Eye Movement Desensitization and Reprocessing

 
What Exactly is EMDR?
Eye Movement Desensitization and Reprocessing, or EMDR, is a powerful new psychotherapy technique which has been very successful in helping people who suffer from trauma, anxiety, panic, disturbing memories, post traumatic stress and many other emotional problems. Until recently, these conditions were difficult and time-consuming to treat. EMDR is considered a breakthrough therapy because of its simplicity and the fact that it can bring quick and lasting relief for most types of emotional distress.

The EMDR technique was discovered by Francine Shapiro in 1989 and uses a natural function of the body, rapid eye movement, or REM, as its basis. The human mind uses REM during sleep time to help it process daily emotional experiences. When trauma is extreme, this process breaks down and REM sleep doesn't bring the usual relief from distress. This is where EMDR comes in. EMDR is the next step or, you might say, an advanced stage of the REM processing.

As troubling images and feelings are processed by the brain via the eye movement patterns of EMDR, resolution of the issues and a more peaceful state are soon at hand.

Research shows that EMDR is rapid, safe and effective. EMDR does not involve the use of drugs or hypnosis. It is a simple, non-invasive patient-therapist collaboration in which healing can happen effectively.

What Problems are Helped by EMDR?

Studies to date show a high degree of effectiveness with the following
conditions:

  • trauma
  • fears
  • anxiety
  • childhood trauma
  • phobias
  • physical abuse
  • sexual abuse
  • rape
  • victims of violent crimes
  • post traumatic stress
  • depression
  • overwhelming fears
  • panic attacks
  • low self-esteem
  • performance and test anxiety
  • The EMDR technique is most effective when used in conjunction with other  traditional methods of therapy in treating these and many other emotional disorders.

Entries supplied —
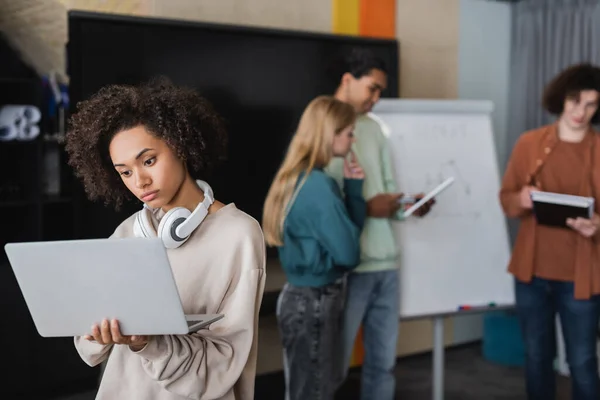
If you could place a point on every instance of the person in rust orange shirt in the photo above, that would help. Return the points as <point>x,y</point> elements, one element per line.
<point>557,270</point>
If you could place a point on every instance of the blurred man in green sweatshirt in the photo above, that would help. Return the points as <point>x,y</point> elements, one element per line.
<point>373,287</point>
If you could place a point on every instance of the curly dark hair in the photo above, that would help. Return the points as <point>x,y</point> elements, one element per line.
<point>180,116</point>
<point>568,85</point>
<point>359,61</point>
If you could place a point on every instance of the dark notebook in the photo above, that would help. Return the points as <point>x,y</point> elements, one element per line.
<point>553,209</point>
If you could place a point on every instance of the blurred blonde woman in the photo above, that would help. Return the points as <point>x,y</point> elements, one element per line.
<point>316,230</point>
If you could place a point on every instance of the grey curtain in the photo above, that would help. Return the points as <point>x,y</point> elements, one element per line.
<point>547,36</point>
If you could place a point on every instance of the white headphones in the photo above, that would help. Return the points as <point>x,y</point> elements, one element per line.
<point>177,224</point>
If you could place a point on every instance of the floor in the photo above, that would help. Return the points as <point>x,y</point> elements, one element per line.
<point>467,377</point>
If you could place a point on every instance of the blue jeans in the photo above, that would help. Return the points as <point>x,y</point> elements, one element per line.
<point>309,320</point>
<point>372,299</point>
<point>537,304</point>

Apply what you read —
**A.** According to the passage on EMDR, who discovered the technique, and in what year?
**B.** Resume the passage on EMDR, picking up right after its final sentence.
The data is not needed for the tasks here.

Expected responses —
**A.** Francine Shapiro discovered it in 1989.

**B.**
  • EMDR therapy can help clients replace their anxiety and fear with positive
  • images, emotions and thoughts.

 
Are there Studies that show the EMDR is Effective?

Fourteen controlled studies of EMDR make it the most thoroughly researched treatment method ever used to treat trauma. A recent study of individuals who experienced rape, military combat, loss of loved ones, disasters and serious accidents, found that 84-90% had relief of their emotional distress after only three EMDR sessions. Another study showed that EMDR was twice as effective in half the amount of time of standard traditional psychotherapeutic care. 

Is EMDR Hypnosis?
No. During the EMDR session, the client is awake and alert and in control at all times.

Who Can Administer EMDR?
Only practicing, licensed psychologist or therapists, psychiatrists, social workers and counselors may receive EMDR training and use EMDR therapy with clients.